>> BEGIN RECORDS FOR PROCESSING
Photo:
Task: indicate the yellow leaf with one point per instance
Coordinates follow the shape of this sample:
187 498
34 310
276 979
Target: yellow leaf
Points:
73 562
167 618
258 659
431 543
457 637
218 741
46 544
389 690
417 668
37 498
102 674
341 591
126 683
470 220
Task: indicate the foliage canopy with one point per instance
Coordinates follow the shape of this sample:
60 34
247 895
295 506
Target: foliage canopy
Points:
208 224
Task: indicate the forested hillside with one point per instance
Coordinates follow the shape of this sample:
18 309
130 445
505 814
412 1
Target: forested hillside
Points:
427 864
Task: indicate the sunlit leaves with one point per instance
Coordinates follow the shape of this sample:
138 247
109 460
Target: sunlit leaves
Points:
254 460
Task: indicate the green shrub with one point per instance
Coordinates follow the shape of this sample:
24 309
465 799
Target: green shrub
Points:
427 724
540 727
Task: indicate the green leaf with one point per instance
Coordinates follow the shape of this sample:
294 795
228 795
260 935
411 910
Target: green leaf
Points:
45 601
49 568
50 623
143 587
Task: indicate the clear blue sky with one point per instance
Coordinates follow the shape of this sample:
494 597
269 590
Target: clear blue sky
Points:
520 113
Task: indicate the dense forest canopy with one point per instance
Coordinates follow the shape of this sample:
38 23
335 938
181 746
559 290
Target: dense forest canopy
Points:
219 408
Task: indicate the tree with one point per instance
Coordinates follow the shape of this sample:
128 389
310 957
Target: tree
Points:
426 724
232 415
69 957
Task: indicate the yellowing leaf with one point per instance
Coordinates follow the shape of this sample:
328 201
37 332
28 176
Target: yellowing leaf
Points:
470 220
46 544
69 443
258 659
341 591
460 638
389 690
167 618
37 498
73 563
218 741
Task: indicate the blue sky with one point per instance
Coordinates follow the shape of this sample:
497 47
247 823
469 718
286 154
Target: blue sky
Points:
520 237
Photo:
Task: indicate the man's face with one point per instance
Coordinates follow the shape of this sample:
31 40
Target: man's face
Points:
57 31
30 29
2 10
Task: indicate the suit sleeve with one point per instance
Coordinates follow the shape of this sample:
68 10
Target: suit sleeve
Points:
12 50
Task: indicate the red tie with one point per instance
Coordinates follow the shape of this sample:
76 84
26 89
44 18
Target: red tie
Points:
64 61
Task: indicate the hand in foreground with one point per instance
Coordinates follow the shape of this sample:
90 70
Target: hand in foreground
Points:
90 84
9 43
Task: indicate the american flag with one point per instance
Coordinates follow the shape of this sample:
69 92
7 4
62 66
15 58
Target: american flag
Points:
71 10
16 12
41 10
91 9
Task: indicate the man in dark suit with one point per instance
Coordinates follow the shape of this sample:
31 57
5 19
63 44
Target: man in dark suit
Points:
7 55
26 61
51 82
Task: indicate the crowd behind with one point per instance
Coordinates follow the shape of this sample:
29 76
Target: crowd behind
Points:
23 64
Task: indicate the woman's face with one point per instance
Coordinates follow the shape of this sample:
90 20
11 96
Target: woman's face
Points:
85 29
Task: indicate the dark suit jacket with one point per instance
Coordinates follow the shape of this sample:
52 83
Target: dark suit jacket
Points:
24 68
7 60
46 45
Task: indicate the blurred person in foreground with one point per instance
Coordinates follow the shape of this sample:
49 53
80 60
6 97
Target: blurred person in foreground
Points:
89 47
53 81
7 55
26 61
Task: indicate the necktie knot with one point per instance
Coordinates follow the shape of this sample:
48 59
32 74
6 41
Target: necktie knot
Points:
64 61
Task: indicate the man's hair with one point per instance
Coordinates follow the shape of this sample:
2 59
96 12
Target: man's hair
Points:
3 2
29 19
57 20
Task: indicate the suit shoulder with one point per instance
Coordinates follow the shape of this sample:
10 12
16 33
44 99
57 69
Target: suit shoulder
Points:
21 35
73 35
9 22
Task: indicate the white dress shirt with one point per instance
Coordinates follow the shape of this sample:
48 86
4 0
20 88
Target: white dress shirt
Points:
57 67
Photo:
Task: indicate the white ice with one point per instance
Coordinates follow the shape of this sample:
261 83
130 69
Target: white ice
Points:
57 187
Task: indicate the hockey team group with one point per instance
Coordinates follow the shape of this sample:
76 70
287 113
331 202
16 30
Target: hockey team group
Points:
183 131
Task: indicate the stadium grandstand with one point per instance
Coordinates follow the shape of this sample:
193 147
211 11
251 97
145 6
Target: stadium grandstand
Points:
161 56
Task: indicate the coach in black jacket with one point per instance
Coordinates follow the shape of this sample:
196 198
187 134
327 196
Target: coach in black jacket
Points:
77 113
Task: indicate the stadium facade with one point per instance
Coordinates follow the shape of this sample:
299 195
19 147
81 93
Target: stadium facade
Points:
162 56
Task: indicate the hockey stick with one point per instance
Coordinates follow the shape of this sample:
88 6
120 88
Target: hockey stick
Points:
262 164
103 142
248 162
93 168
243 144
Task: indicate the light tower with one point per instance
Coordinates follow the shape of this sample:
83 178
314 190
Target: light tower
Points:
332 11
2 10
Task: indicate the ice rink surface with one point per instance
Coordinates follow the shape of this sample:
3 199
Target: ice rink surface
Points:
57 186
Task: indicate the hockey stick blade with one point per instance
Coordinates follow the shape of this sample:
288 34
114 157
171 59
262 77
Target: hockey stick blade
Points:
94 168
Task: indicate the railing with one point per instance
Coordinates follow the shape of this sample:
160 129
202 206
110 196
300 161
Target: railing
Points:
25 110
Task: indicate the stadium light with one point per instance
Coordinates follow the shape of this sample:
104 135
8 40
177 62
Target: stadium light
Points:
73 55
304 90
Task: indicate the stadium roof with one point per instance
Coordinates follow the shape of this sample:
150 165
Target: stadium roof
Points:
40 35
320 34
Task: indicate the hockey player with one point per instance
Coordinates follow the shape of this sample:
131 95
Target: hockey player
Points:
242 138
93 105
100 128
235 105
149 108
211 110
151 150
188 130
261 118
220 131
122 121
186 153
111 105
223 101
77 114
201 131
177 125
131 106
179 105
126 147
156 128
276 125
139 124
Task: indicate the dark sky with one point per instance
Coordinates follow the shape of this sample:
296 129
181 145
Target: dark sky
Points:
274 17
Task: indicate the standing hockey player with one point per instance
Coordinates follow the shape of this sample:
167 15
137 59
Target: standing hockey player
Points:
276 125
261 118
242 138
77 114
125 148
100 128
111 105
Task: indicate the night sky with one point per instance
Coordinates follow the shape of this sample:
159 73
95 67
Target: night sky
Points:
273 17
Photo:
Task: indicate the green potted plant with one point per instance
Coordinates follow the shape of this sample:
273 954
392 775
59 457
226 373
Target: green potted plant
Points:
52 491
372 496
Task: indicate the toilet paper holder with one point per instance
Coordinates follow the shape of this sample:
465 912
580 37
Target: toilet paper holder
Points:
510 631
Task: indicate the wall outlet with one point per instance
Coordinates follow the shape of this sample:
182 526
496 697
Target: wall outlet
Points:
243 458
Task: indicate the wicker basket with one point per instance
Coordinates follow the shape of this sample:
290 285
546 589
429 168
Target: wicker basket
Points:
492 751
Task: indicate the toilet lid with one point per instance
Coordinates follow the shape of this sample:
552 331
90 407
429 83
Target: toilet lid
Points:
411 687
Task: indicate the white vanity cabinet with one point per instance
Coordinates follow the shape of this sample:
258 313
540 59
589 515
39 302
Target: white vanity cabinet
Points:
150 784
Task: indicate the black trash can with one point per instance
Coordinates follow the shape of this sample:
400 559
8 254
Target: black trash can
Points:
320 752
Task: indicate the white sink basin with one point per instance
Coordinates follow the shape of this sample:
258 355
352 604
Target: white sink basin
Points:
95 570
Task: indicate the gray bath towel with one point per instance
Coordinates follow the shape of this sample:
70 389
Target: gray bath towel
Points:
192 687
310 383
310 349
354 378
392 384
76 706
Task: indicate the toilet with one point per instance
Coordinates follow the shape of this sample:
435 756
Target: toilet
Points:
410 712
>> END RECORDS FOR PROCESSING
• [AIM OF THE EXERCISE]: Print exactly the lines from the one with "Task: indicate the standing" through the end of the data, inclusive.

• [CORRECT RESPONSE]:
Task: indicate the standing hockey player with one point per instance
Coordinates follow the shape of this sample:
167 15
137 59
Target: standing hockey player
Points:
276 125
261 118
242 138
77 114
125 148
100 128
111 105
Task: indicate the night sky with one point per instance
Coordinates follow the shape of this sample:
159 73
95 67
Target: night sky
Points:
273 17
Photo:
Task: indicate the green potted plant with one point per instance
Coordinates follow the shape of this sample:
273 954
392 775
59 457
226 373
Target: green potted plant
Points:
52 491
372 496
Task: indicate the toilet paper holder with one point per instance
Coordinates follow the shape of this sample:
465 912
580 37
Target: toilet paper holder
Points:
510 631
Task: indicate the wall outlet with one point per instance
Coordinates follow the shape of this sample:
182 526
496 697
Target: wall outlet
Points:
243 458
Task: indicate the wicker basket with one point per instance
Coordinates follow the shape of this sample:
290 285
546 589
429 168
Target: wicker basket
Points:
492 751
Task: indicate the toilet lid with one point per instance
Coordinates follow the shape of this sample:
552 331
90 407
429 83
Target: toilet lid
Points:
411 687
Task: indicate the white vanity cabinet with one point per instance
Coordinates follow the shape of this sample:
258 313
540 59
589 515
39 302
Target: white vanity cabinet
Points:
150 784
Task: indicate the black trash can with one point per instance
Coordinates follow the shape of this sample:
400 559
8 254
Target: black trash can
Points:
320 752
Task: indicate the white sink basin with one point per instance
Coordinates follow the shape of this sample:
258 355
352 604
Target: white sink basin
Points:
95 570
Task: indicate the gray bath towel with one point per instance
Coordinates follow the shape of this sample:
70 389
Target: gray bath towel
Points:
192 687
310 383
310 349
354 378
392 384
76 706
Task: indicate the toilet with one point per instance
Coordinates follow the shape of this sample:
435 756
Target: toilet
Points:
410 712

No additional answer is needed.